• Selected text:
So is it with the soul—but the soul must be fed on spiritual meat. Souls cannot eat what bodies can eat. But, still, they must eat. All the qualities in a spiritual man, which are gracious, need food. Faith needs the Truth of God to believe. Love needs a revelation of love to keep it burning. Hope needs to be reminded of the things to be expected in the future, so that it may continue to hope. And every Grace within a spiritual man is clamorous for spiritual food that it may feed upon. If there are any of you who profess to be spiritual men and women, and yet you say that you can live without reading the Bible, without attending the House of Prayer, without any outward means of Grace, all I can say is that I

do not want to try your system of living, for I should be starved by it, even if you are not! And I would not recommend any Christian to try to see how long his spirit can live without spiritual food. No, our Lord's order is, first, life—then food. And this implies that where there is life, there must be food. Those two things are very simple, yet many persons live as if they did not know them.

Next, if you look at the text, you will see that there is everlastingness in the life. "Verily, verily, I say unto you, he that believes on Me has everlasting life." Yet there is need of food all the same. The everlastingness of the life does not change the fact of its need of spiritual food, for here the two things are put side by side—"He that believes on Me has everlasting life. I am that bread of life." The life of the Believer is everlasting, yet it needs food to sustain it. Does any of you say, "God has saved me, the Holy Spirit has quickened me, and I shall never perish. Therefore I need not feed upon the Word, I need not be watchful, I need not be careful"? My dear Friend, you err, not knowing the Scriptures, nor the analogy of faith. It is quite certain that those whom Christ has quickened by His Spirit shall never die, but it is just as certain that they would die if they did not feed upon Christ and sustain their life by that means! The two things are not contrary, the one to the other. I charge you, Beloved, to be as vigilant in the keeping of yourselves as if you were really your own keepers! Be as earnest that you slip not with your feet as if there were no promise that God would keep the feet of His saints. Be as diligent in prayer and holy living as if everything depended upon yourself. Yet forget not to fall back upon the grand Truth of God that, after all, your safety does not depend upon yourself, but it rests in the hands of Him who has undertaken to keep you from falling and to preserve you even to the end. Your new life is everlasting, yet you must feed it!

Now think for a minute or two of the converse of that Truth. Because your new life must feed—which is clear from the text, where Christ says, "I am that bread of life"—do not, therefore, infer that your life is not everlasting. All the precepts of the Word of God which admonish us to persevere are consistent with the fact that the saints shall'persevere. All the exhortations to feed on spiritual food are quite consistent with the blessed fact that you shallso feed and that, so feeding, your souls shall live forever. Has not a man two eyes? Surely it is that he may see the whole of a truth and not merely one side of it. I believe that some people fall into great mischief because they shut one eye and will never open it— and if anybody tries to point out the other side of the Truth of God, they cry, "Oh, he is not sound!" But, my dear Friend, for my part, I am always quite satisfied when I have the Scriptures at the back of my teaching. I do not care even the snap of a finger for what you may call unsound, or what anybody else may call unsound, so long as it is in accordance with the Word of God! And you may depend upon this fact, that paradoxes are not strange things in Scripture, but are rather the rule than the exception.

• Items:
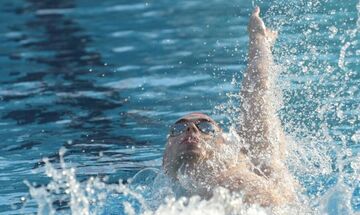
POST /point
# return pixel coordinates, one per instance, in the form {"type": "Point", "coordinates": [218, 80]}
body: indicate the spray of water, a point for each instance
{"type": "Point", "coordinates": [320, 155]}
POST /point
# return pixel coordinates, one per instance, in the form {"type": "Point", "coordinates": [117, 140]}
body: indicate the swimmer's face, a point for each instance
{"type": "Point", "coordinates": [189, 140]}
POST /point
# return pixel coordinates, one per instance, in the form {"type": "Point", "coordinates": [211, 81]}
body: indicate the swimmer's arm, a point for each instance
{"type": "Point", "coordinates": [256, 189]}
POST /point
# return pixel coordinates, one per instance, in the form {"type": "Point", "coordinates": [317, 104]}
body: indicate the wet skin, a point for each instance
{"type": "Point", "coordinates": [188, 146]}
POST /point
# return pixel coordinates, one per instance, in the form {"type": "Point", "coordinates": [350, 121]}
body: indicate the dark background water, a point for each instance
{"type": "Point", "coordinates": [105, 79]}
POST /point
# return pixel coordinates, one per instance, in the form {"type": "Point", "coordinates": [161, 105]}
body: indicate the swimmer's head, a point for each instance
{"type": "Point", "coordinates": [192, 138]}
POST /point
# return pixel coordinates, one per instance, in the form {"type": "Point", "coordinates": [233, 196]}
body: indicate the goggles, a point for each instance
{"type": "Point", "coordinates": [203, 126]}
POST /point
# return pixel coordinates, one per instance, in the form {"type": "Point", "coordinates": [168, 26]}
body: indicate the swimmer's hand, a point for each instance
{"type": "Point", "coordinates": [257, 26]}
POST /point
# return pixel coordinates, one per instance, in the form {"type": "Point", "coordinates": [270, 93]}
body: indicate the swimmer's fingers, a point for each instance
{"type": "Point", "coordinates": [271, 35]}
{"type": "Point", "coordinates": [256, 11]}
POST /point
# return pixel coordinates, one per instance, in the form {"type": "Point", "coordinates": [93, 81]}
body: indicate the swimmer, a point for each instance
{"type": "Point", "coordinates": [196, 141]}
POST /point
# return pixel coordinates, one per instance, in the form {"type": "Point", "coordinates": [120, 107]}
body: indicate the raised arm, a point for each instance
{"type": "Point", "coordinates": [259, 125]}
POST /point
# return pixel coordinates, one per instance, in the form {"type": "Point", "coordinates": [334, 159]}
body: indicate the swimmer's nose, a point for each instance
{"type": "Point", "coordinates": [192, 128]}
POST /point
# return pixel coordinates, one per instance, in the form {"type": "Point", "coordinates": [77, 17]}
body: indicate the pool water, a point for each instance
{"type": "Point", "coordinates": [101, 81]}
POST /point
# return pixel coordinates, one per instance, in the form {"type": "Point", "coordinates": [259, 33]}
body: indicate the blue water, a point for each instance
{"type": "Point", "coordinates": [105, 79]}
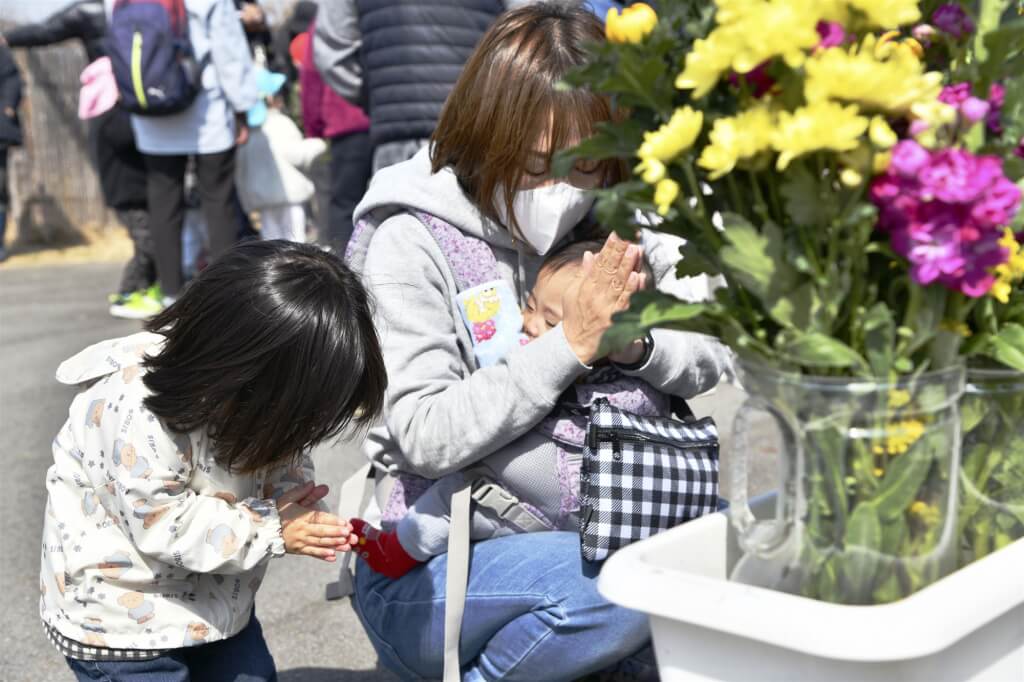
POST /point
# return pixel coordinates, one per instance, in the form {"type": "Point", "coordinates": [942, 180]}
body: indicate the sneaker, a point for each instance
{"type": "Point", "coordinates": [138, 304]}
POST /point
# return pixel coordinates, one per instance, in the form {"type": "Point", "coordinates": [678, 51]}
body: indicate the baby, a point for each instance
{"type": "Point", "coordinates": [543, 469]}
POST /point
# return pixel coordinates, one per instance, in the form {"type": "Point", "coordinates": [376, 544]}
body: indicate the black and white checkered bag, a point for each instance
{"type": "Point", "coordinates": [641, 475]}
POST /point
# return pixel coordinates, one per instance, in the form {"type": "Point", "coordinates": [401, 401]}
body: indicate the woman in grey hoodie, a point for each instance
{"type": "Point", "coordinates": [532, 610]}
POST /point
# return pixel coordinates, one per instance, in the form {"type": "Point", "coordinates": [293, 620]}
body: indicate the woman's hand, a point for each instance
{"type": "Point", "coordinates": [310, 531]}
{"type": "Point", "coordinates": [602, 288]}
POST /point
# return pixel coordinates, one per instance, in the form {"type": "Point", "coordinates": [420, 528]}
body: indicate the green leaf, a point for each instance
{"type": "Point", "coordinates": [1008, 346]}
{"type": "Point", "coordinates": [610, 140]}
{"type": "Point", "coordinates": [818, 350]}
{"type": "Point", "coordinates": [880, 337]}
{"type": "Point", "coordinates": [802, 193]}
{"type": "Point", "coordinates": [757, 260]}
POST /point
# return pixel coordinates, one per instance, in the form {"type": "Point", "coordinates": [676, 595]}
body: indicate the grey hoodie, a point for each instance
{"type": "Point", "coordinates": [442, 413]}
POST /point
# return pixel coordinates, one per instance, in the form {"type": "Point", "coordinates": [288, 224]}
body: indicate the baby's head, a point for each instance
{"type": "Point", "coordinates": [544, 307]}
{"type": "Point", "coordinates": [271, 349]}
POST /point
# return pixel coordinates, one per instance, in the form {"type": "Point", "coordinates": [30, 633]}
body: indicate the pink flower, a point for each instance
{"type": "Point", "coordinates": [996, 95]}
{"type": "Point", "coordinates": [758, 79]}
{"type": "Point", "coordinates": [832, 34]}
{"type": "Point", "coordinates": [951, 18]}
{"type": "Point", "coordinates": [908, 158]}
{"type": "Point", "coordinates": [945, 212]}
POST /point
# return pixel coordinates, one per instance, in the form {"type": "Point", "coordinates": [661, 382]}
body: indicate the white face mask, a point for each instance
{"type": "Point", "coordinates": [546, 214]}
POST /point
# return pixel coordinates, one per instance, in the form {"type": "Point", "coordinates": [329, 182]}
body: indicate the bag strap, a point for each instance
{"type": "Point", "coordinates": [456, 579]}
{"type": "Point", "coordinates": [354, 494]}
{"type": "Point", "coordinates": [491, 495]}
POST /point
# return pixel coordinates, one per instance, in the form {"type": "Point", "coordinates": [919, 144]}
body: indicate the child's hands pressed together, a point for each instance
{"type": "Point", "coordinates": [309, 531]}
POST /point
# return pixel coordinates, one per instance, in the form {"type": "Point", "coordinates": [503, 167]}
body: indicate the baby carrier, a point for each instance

• Request 1: In the passage on feeding the soul, what does Love need to keep it burning?
• Request 2: Sum up the passage on feeding the soul in two sentences.
• Request 3: Carry on the passage on feeding the soul from its last sentence.

• Response 1: A revelation of love.

• Response 2: The soul, like the body, must eat, but it must be fed on spiritual food, and where there is spiritual life there must be food. The believer's life is everlasting yet still needs feeding, and the need to feed does not mean that life is not everlasting, since paradoxes are the rule rather than the exception in Scripture.

• Response 3:
Very often, those things which appear to contradict each other are only two sides of the same Truth of God, and he who would get at the Truth, itself, must look at them both, and follow them both. If you are Christ's sheep, you shall never perish, neither shall any pluck you out of His hands—yet it is to you that such a warning as this is addressed— "Take heed, brethren, lest there be in any of you an evil heart of unbelief, in departing from the living God." And it is to you that the injunction is given, "Labor not for the meat which perishes, but for that meat which endures unto everlasting life." And while laboring for it, bless God that you already have it, seeing that you have Christ in your possession, and He says, "I am that 'bread of life.'"

Notice, Brothers and Sisters, how Jesus Christ, our Divine Lord and Master, is everything to His people. Our life, that is Christ—"He that believes on Me has everlasting life." Our food for that life—that also is Christ—"I am that bread of life." I have come even to love my own necessities, for they seem to be like pedestals whereon the image of Christ may stand! If I did not need Christ, how could He be my life? If I did not need food to sustain that life, how could He be the bread of life to me? The greater my necessities, the deeper is my sense of His fullness! The more I become dependent upon Him for everything, the more I see of His all-sufficiency. You know that if there were no great hollows and deep places on the face of the earth, there would be no room for the seas and oceans. And if there were no deep places in our soul's need, where could be the fullness, the manifested fullness, of the Lord Jesus Christ? Rejoice, then, my Brothers and Sisters, that Christ made you alive from the dead! And then raise another song of thanksgiving because He keeps you alive. Bless His name for grafting you into the vine. And then bless Him for every drop of sap as it comes flowing out of Him—the Stem into you—the branch. Christ is ALL! Christ is ALL! Christ is ALL and to His name be praise forever and ever!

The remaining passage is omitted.